● **EXERCISE AIM**: Output exactly the lines between the one holding "Every bushy vegetation" and the last line of the data below, both of those lines included.

● **Stored dataset items**:

▼

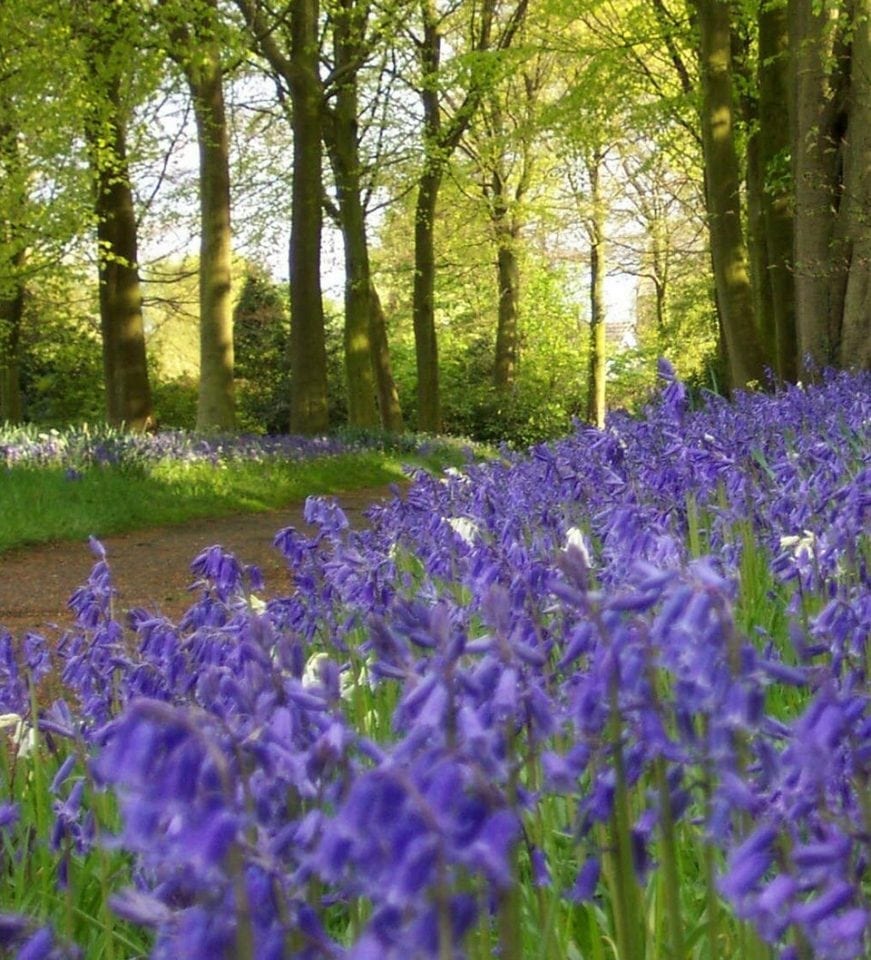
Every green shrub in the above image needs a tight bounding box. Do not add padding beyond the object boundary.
[19,307,105,425]
[151,376,198,429]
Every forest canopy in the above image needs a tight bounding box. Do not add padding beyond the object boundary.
[0,0,867,443]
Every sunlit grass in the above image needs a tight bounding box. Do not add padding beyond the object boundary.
[0,447,470,553]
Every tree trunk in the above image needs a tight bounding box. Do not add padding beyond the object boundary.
[0,112,25,424]
[412,2,444,434]
[758,0,797,380]
[0,260,25,424]
[325,0,379,430]
[586,156,607,428]
[340,207,380,430]
[489,165,521,391]
[745,127,776,367]
[788,0,851,375]
[693,0,768,388]
[483,86,533,392]
[413,167,442,432]
[732,22,777,371]
[289,0,329,434]
[79,4,152,431]
[85,84,153,431]
[838,0,871,371]
[494,231,520,390]
[369,281,404,432]
[410,0,529,432]
[187,38,235,431]
[651,221,670,333]
[92,154,153,430]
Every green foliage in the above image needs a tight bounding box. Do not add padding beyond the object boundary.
[151,375,198,429]
[231,267,349,434]
[17,285,105,426]
[388,251,588,446]
[609,264,721,413]
[324,307,349,430]
[142,259,200,382]
[233,266,291,433]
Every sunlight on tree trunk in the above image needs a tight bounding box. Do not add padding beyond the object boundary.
[758,0,796,381]
[789,0,851,375]
[0,112,25,424]
[0,268,24,424]
[86,111,153,430]
[693,0,767,388]
[189,40,235,432]
[838,0,871,371]
[289,0,329,434]
[325,0,380,430]
[413,168,442,431]
[79,3,153,431]
[369,282,404,432]
[494,235,520,391]
[586,155,607,429]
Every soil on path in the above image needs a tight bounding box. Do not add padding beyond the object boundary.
[0,485,397,638]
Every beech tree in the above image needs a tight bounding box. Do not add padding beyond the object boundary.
[74,0,154,430]
[757,0,796,380]
[159,0,236,431]
[0,96,26,423]
[790,0,870,375]
[322,0,406,431]
[408,0,530,432]
[684,0,870,382]
[235,0,329,434]
[2,0,867,439]
[461,53,547,392]
[690,0,768,389]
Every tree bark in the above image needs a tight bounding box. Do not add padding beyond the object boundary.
[90,139,153,430]
[289,0,329,434]
[0,256,25,424]
[78,3,152,431]
[160,0,235,430]
[412,1,445,433]
[586,155,606,428]
[232,0,329,433]
[483,86,533,392]
[788,0,851,375]
[838,0,871,371]
[494,217,521,390]
[369,281,404,432]
[413,166,442,431]
[758,0,797,380]
[0,113,25,424]
[187,36,235,431]
[324,0,379,430]
[693,0,768,388]
[745,124,776,367]
[732,21,777,370]
[651,221,670,333]
[84,92,152,428]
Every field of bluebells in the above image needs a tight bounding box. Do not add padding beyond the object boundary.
[0,363,868,960]
[0,423,425,473]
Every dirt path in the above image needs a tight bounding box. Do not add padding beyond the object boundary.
[0,485,396,637]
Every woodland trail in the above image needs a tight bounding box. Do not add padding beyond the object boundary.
[0,484,396,637]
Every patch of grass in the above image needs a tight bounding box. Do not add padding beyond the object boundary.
[0,447,469,554]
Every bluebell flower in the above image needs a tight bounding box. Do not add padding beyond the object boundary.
[719,823,778,900]
[568,857,601,902]
[0,801,18,836]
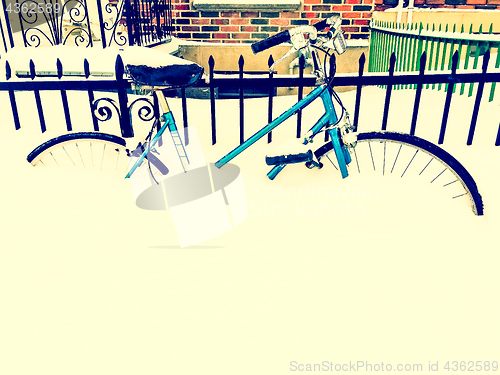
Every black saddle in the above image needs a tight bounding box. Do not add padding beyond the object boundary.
[127,63,204,89]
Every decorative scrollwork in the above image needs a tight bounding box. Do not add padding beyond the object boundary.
[65,0,87,23]
[128,97,156,123]
[103,0,128,47]
[18,0,92,47]
[62,26,92,47]
[61,0,92,47]
[93,98,121,123]
[23,28,49,47]
[18,0,60,46]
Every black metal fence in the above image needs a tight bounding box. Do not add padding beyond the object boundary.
[0,0,173,51]
[181,51,500,147]
[2,50,500,150]
[0,54,158,138]
[124,0,173,47]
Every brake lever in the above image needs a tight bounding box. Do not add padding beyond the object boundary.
[269,47,298,72]
[268,25,318,72]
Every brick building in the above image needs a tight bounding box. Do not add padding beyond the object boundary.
[377,0,500,11]
[171,0,500,43]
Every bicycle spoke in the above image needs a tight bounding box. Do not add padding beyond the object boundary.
[430,168,446,183]
[62,146,75,166]
[353,147,360,173]
[50,152,59,167]
[76,144,85,168]
[419,158,433,175]
[101,144,106,170]
[391,144,402,173]
[368,142,375,171]
[326,154,338,170]
[453,193,467,199]
[443,179,458,187]
[383,141,386,176]
[401,150,418,178]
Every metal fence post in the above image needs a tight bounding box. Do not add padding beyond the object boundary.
[353,53,365,133]
[85,58,100,131]
[467,50,490,146]
[209,55,216,145]
[5,61,20,130]
[381,53,396,131]
[267,55,274,144]
[296,54,305,139]
[438,51,459,145]
[57,58,72,131]
[239,55,245,144]
[116,55,134,138]
[30,60,47,133]
[96,0,107,48]
[410,52,427,136]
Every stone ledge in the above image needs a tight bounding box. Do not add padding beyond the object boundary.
[191,0,302,11]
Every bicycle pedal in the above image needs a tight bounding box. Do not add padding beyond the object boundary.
[266,150,313,165]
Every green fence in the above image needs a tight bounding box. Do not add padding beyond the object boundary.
[369,19,500,101]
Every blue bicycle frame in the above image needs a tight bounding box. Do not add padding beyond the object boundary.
[215,84,352,179]
[125,110,189,179]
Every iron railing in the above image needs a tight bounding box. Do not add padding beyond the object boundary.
[0,55,154,138]
[369,20,500,101]
[2,52,499,152]
[0,0,173,51]
[183,53,500,146]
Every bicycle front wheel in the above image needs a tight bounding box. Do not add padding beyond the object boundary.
[315,131,484,216]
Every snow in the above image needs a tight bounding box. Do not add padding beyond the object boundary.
[2,45,197,80]
[0,46,499,374]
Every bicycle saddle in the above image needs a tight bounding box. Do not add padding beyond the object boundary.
[127,62,204,89]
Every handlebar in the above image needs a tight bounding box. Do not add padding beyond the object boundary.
[250,17,339,54]
[251,30,291,54]
[311,18,330,32]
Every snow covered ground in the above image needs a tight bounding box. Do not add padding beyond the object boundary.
[0,60,499,374]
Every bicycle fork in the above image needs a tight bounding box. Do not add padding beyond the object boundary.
[269,88,352,180]
[326,128,351,179]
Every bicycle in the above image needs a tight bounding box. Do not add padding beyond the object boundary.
[213,16,484,216]
[26,18,484,216]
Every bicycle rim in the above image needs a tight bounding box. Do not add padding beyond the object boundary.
[27,132,129,174]
[316,131,484,216]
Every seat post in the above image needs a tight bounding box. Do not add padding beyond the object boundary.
[155,89,171,114]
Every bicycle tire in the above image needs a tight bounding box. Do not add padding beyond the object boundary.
[314,131,484,216]
[27,132,129,173]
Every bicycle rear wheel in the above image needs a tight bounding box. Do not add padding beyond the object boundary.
[27,132,129,173]
[314,131,484,216]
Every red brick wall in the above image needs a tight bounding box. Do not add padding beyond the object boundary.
[374,0,500,11]
[171,0,500,43]
[172,0,373,42]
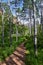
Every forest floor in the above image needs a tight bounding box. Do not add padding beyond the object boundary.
[0,42,26,65]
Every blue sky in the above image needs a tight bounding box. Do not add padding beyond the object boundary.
[2,0,23,16]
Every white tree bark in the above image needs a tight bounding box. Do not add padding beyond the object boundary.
[34,0,37,56]
[32,0,37,56]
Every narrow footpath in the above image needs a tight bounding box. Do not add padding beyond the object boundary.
[0,42,26,65]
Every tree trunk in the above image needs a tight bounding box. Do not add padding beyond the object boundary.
[16,17,18,42]
[16,23,18,42]
[29,9,32,36]
[9,17,12,47]
[8,0,12,46]
[32,0,37,56]
[41,10,43,33]
[2,11,4,46]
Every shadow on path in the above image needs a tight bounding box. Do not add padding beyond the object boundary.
[0,43,26,65]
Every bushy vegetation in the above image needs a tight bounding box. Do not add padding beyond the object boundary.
[0,13,43,65]
[0,14,27,61]
[25,30,43,65]
[0,35,26,61]
[0,25,26,61]
[0,1,43,65]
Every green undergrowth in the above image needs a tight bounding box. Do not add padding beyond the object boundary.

▲

● **RESPONSE AREA**:
Every bushy vegetation in the above image needs a tight bounding box. Do not add padding beyond the object boundary.
[0,13,43,65]
[0,14,27,61]
[25,30,43,65]
[0,35,26,61]
[0,25,26,61]
[0,1,43,65]
Every green undergrowth in the above image needs a tight bounding box. Do not add padding beyond the object boundary.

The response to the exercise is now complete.